SHORT PROBLEM:
Write out all of the lines below again, requests included, but shift every point in the answers by adding 149 to each of its coordinates. Leave the pictures out.

MATERIAL FOR THE TASK:
--------------------

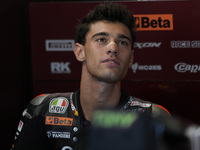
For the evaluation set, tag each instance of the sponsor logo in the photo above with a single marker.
(54, 134)
(60, 68)
(75, 112)
(59, 45)
(183, 67)
(136, 67)
(141, 45)
(20, 126)
(58, 105)
(136, 103)
(185, 44)
(154, 22)
(66, 148)
(62, 121)
(26, 114)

--------------------

REPLY:
For the evaluation set, tag each instance of the sponsor logo in the photo above with a single marker.
(203, 283)
(209, 217)
(224, 261)
(208, 194)
(332, 216)
(285, 216)
(290, 194)
(169, 275)
(207, 254)
(285, 252)
(334, 193)
(303, 171)
(215, 297)
(211, 270)
(175, 263)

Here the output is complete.